======== Given information

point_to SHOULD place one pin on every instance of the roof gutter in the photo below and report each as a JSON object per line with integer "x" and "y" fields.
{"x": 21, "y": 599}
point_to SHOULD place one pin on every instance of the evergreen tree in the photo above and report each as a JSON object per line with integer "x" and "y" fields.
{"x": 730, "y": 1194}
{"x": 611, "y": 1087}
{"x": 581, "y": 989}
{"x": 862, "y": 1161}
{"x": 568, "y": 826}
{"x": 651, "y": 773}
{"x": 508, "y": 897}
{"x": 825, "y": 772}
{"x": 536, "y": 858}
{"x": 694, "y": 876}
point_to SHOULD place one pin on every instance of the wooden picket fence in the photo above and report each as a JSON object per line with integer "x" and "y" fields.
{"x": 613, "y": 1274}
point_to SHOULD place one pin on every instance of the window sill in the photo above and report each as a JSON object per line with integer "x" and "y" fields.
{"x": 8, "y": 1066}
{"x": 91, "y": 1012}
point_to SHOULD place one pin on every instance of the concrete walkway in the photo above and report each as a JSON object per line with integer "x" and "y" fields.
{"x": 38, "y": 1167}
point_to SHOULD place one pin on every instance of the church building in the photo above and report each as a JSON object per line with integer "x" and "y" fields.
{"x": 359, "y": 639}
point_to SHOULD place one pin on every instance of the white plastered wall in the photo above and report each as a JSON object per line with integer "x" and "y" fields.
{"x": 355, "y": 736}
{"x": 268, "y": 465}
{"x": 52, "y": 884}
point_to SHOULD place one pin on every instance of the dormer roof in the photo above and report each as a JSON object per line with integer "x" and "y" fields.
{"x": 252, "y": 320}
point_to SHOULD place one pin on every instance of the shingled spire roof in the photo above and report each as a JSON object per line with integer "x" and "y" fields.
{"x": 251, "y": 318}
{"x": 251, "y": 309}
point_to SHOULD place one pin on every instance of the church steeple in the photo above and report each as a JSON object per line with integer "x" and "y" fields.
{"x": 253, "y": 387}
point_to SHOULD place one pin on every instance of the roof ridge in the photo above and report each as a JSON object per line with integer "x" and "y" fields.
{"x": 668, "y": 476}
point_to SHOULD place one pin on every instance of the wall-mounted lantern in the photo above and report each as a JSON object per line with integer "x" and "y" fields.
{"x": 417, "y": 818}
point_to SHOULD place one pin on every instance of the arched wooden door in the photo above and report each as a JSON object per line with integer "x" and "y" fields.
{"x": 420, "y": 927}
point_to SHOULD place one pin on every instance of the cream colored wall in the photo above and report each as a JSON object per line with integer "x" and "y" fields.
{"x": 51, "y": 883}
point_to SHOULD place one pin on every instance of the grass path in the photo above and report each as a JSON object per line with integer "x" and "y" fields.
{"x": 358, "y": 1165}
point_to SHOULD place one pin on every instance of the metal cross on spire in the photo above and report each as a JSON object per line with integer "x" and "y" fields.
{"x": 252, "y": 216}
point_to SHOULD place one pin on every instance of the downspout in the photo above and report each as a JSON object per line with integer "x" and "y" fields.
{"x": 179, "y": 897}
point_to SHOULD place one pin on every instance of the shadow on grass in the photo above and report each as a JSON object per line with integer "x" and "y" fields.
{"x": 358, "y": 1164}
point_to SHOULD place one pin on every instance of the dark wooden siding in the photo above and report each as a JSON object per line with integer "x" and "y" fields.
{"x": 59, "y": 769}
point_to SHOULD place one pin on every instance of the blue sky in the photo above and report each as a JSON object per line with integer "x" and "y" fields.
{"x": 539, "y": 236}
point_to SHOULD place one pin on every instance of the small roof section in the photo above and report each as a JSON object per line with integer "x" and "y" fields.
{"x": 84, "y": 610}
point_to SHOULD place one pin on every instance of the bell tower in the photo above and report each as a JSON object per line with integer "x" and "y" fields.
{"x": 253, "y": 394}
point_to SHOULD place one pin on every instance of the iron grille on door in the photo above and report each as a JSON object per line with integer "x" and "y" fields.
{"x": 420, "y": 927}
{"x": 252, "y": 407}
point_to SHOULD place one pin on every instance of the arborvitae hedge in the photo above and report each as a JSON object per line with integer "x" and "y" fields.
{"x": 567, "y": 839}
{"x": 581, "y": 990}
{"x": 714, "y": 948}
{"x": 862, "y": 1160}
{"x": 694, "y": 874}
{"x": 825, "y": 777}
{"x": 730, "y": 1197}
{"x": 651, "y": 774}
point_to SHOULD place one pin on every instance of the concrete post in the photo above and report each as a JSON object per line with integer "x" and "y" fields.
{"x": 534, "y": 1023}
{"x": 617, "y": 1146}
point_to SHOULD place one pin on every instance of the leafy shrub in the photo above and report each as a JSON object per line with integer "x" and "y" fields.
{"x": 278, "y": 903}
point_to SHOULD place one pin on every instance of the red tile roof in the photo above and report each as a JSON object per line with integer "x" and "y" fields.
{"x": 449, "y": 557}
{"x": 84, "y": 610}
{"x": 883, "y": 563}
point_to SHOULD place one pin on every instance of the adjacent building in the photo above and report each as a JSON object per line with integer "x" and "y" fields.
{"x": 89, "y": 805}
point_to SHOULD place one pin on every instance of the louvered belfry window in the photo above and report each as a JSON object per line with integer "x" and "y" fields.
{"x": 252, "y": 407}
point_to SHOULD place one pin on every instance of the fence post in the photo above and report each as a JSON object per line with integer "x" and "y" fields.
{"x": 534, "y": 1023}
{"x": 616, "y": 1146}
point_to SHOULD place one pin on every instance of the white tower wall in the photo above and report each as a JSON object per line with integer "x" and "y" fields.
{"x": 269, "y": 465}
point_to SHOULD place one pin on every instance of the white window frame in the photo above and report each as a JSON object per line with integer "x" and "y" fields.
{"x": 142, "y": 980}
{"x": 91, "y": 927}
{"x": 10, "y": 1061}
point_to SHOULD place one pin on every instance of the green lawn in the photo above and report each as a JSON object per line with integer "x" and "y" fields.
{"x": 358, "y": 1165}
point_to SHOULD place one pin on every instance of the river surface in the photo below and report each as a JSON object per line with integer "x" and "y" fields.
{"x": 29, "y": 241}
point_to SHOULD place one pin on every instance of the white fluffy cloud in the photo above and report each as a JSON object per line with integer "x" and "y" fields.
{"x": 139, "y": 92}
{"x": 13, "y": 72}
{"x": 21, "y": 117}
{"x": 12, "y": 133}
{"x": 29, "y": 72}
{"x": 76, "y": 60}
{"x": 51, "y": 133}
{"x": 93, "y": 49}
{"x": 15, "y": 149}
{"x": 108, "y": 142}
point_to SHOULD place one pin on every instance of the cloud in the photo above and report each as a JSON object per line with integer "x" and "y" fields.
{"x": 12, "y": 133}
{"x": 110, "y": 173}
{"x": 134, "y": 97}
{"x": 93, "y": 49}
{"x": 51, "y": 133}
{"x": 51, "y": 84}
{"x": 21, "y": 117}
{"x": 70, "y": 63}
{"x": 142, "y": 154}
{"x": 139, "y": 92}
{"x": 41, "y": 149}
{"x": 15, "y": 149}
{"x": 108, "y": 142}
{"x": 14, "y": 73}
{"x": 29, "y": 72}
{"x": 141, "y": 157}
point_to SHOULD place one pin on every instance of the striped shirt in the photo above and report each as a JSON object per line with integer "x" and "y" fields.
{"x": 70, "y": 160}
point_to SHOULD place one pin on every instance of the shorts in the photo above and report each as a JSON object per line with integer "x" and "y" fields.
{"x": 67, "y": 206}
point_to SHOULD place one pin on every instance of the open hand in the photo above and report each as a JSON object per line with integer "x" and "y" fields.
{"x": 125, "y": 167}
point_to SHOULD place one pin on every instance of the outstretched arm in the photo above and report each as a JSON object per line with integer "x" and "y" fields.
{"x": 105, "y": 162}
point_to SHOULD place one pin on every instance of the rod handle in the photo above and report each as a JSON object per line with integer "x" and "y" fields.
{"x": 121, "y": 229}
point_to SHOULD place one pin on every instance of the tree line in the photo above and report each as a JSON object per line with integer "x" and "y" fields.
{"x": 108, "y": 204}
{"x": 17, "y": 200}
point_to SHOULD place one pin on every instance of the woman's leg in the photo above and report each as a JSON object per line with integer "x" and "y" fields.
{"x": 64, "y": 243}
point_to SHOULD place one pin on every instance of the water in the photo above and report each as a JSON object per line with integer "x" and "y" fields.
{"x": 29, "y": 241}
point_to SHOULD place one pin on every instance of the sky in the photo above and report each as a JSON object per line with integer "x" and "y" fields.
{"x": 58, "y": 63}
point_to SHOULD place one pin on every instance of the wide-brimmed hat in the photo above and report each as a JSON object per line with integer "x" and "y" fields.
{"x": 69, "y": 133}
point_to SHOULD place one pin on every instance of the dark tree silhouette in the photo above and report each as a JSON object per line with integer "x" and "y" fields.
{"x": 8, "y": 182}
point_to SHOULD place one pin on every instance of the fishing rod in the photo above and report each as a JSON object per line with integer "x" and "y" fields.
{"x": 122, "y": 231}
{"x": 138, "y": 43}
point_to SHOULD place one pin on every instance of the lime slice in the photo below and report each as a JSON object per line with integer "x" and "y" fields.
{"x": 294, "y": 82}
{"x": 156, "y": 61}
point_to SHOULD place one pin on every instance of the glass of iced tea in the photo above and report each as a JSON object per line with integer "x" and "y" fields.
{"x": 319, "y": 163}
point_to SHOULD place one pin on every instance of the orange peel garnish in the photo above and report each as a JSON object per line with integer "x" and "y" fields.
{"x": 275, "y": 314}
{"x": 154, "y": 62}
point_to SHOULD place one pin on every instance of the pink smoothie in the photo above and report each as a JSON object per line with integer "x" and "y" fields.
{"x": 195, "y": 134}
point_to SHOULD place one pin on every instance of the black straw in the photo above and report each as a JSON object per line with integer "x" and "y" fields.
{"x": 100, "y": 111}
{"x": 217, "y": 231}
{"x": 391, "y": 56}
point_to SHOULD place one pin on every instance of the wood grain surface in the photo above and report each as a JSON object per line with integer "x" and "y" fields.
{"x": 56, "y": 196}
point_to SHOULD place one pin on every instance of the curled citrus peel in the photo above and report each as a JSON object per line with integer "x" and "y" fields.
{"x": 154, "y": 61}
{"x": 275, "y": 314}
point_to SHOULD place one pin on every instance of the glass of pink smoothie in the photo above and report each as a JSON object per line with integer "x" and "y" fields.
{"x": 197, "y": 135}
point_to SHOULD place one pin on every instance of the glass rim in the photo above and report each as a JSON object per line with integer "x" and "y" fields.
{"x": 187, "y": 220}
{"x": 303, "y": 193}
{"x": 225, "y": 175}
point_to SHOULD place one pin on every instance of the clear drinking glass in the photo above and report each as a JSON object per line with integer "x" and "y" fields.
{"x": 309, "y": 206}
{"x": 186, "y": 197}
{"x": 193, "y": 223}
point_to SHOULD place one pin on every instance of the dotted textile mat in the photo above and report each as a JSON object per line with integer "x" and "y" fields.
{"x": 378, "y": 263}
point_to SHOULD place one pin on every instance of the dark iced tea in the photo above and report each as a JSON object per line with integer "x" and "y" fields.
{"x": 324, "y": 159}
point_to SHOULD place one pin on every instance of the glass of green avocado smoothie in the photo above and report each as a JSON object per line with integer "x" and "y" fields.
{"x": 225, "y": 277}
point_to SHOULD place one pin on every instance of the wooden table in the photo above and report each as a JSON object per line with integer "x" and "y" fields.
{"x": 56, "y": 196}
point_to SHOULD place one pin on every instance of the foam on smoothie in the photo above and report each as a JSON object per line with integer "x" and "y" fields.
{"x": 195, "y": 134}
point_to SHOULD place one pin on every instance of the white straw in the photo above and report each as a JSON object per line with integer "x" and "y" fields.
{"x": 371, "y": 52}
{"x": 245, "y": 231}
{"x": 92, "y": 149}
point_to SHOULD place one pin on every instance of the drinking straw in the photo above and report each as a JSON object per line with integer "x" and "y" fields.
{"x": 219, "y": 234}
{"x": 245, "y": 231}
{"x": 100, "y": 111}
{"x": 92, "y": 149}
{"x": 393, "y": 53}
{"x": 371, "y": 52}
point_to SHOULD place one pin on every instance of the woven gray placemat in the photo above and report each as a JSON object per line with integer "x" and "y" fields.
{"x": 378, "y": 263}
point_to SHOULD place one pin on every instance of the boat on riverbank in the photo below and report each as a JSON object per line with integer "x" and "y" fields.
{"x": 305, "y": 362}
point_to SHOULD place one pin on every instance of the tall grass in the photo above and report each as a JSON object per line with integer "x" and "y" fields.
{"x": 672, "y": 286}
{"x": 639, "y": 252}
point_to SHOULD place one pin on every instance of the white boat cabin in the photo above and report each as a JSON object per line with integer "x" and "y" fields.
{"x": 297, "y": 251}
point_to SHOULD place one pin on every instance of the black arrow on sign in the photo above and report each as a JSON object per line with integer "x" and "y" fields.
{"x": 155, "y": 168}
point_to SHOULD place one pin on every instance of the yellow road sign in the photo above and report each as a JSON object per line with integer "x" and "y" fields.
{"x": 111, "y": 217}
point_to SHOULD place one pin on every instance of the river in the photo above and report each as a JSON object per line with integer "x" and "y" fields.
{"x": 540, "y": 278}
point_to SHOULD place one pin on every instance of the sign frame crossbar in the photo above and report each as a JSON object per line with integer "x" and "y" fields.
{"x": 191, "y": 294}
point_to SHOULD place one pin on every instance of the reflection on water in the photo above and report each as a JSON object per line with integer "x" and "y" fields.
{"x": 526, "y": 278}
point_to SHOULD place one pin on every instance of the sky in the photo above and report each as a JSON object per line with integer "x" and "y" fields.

================

▶ **To be done**
Retype nothing except the lines from the line holding "point_to SHOULD place one pin on every instance of the sign" through the last line of the entries, both included.

▶ **Answer to the task**
point_to SHOULD place one pin on every instance of the sign frame crossbar in the photo above and report each as a JSON object per line with integer "x" and "y" fields.
{"x": 191, "y": 294}
point_to SHOULD place one pin on every instance of the reflection on water in the photo above and report each as a JSON object per line with integer "x" and "y" fields.
{"x": 526, "y": 278}
point_to SHOULD place one pin on every instance of the sky in the photo above and report each as a JSON object per line with integer "x" and "y" fields.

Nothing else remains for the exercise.